The problem >>
Nothing but the exact lines from the one containing "Query: exhibition banner" through the last line of the records below belongs in your answer.

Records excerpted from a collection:
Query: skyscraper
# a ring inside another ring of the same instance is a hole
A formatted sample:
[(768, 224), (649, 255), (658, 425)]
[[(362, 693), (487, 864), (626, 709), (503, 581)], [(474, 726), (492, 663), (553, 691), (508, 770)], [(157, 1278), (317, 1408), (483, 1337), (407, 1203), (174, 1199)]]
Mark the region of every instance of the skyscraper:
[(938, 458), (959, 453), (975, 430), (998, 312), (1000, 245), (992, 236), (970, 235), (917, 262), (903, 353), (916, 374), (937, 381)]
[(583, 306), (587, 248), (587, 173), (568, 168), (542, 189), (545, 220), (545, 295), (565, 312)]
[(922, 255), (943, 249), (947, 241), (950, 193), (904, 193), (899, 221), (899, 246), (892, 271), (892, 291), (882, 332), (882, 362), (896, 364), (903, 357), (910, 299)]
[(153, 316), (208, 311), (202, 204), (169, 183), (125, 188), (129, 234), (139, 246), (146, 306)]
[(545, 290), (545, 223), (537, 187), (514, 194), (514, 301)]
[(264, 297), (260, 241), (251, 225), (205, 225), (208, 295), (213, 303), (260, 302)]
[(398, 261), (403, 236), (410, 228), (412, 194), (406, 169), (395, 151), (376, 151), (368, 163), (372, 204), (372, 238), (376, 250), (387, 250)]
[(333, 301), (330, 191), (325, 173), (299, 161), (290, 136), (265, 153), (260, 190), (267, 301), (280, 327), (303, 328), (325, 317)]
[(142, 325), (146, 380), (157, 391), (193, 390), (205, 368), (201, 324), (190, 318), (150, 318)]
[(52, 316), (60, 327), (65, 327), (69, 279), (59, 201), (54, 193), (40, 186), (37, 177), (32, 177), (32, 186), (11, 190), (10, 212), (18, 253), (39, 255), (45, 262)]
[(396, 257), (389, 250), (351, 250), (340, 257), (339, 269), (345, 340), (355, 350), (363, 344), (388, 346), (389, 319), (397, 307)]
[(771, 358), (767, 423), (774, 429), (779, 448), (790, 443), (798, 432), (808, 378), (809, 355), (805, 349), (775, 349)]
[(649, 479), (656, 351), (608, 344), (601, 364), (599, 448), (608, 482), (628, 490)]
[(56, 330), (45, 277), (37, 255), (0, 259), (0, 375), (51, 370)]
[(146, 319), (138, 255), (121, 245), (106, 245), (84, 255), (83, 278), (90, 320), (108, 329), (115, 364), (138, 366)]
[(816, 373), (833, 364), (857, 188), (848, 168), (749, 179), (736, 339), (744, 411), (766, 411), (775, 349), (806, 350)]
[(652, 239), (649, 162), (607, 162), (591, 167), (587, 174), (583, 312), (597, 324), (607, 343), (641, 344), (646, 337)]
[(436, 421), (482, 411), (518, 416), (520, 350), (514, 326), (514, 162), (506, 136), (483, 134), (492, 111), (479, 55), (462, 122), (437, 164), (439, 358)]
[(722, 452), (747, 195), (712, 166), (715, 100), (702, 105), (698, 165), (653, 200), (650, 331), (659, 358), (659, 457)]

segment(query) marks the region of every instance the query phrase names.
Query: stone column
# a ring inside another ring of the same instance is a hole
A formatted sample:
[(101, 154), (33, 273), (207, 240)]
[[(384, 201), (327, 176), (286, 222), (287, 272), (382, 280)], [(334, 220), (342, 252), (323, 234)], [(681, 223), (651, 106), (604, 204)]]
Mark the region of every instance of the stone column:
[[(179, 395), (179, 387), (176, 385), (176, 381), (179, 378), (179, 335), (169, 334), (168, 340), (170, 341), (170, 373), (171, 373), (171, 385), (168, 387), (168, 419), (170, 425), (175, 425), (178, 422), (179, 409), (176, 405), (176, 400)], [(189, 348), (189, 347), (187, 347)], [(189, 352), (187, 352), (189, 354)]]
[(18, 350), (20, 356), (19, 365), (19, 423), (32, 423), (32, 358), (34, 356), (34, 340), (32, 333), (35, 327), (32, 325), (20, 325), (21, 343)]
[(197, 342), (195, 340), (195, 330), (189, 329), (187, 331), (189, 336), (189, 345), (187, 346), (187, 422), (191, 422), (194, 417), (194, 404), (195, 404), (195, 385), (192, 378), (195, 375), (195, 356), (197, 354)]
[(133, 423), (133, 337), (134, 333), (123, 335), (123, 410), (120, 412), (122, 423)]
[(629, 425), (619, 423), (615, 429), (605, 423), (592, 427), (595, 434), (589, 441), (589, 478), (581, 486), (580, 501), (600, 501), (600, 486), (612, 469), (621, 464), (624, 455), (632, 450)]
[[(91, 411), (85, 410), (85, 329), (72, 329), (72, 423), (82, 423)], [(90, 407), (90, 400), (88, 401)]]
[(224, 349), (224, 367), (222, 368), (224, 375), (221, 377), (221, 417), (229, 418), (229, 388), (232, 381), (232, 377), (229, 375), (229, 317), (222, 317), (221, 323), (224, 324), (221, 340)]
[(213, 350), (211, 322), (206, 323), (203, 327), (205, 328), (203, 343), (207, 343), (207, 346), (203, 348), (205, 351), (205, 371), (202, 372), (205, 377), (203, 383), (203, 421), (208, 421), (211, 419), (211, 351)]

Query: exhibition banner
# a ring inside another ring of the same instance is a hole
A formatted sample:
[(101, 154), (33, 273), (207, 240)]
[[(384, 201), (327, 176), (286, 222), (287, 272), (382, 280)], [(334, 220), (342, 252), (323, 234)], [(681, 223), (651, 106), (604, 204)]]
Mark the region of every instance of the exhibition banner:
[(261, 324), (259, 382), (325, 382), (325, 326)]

Task result >>
Query: exhibition banner
# a ring inside another ring of the same instance is a hole
A formatted sample:
[(101, 154), (33, 273), (207, 240)]
[[(384, 201), (327, 176), (286, 222), (287, 272), (382, 280)], [(334, 220), (342, 252), (323, 234)], [(681, 223), (651, 106), (604, 204)]]
Mark the region of every instance of the exhibition banner:
[(261, 324), (259, 382), (325, 382), (325, 326)]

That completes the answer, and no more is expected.